◆ **TASK DIRECTIONS**
Extract every line starting at the line that contains "of the woman's" and ending with the final line of the data, inclusive; give only those lines, word for word.

◆ **EXERCISE DATA**
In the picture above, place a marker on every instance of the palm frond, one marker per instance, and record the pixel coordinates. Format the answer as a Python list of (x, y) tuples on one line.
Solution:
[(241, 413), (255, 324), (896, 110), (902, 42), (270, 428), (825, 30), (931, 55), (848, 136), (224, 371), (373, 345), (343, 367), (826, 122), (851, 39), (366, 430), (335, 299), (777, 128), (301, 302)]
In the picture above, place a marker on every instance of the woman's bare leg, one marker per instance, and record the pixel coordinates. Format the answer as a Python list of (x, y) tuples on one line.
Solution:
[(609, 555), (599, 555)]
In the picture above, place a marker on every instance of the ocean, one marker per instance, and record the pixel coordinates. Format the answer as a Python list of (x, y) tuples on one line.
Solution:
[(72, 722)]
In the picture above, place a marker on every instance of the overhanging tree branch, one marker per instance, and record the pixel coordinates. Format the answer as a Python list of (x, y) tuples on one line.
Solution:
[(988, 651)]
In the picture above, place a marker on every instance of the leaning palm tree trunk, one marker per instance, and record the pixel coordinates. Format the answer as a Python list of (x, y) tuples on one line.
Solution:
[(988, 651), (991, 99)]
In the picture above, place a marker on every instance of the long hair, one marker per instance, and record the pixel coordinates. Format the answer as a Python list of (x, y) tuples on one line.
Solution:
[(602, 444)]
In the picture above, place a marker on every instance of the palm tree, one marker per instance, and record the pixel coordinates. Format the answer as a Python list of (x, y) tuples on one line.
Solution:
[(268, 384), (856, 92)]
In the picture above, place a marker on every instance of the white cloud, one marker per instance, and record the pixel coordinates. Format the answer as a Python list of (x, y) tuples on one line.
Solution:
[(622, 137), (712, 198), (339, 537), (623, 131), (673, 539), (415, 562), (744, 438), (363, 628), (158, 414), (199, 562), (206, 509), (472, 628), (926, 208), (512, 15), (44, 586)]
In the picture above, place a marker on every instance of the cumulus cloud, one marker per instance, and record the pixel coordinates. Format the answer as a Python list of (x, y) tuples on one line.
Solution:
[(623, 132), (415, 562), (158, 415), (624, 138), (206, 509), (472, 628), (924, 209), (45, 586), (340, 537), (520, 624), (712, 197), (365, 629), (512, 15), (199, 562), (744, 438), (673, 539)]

◆ **THE RESULT**
In the picture above, place a marker on every instance of the woman's bare leg, one marker per instance, and record the pixel coordinates. Format the answer as a Python list of (x, y) tuples on one line.
Solution:
[(609, 555), (599, 555)]
In the picture above, place a marker on every instance of the ocean, one marker per instance, and record the pixel coordinates. Format the answer as a Python list of (x, y) tuples on one line.
Solution:
[(72, 722)]
In the picture above, place a marker on every instance of the overhanging tree branch, one marker per instance, and record the pixel coordinates. Format the answer as a Python list of (x, y) tuples on one line.
Solution:
[(988, 651)]
In the picture above, place a marker on every instance of the leaning palm tree trunk, one marker per instance, and record the pixel coordinates. Format the answer as a Python list of (x, y) tuples on one line.
Solution:
[(988, 651), (991, 99)]
In the picture above, place a marker on every instance of the long hair, one marker per instance, and record the pixel coordinates. Format the answer as a Python list of (x, y) tuples on one line.
Solution:
[(602, 444)]
In the picture above, place a marker on every instance of the palm tree, one marker per instance, and record the pixel coordinates. Format the answer as a Python list of (x, y) tuples on one line.
Solution:
[(268, 384), (856, 92)]
In the picture above, place a marker on every instance of the white cloud, one marker per instance, and record the pixel coordinates. Format the answer as a Python list of (x, y) tuples on one line.
Solution:
[(622, 137), (712, 198), (339, 537), (623, 131), (673, 539), (415, 562), (744, 438), (363, 628), (158, 414), (199, 562), (206, 509), (472, 628), (926, 208), (512, 15), (44, 586)]
In the picture above, place a marker on every instance of the cumulus cloud, one marker per instance, and record the pixel coordinates. Format the answer as a Python list of (x, y) tuples on one line.
Solution:
[(623, 132), (415, 562), (158, 415), (624, 138), (206, 509), (472, 628), (924, 209), (45, 586), (340, 537), (520, 624), (712, 197), (365, 629), (512, 15), (199, 562), (744, 438), (673, 539)]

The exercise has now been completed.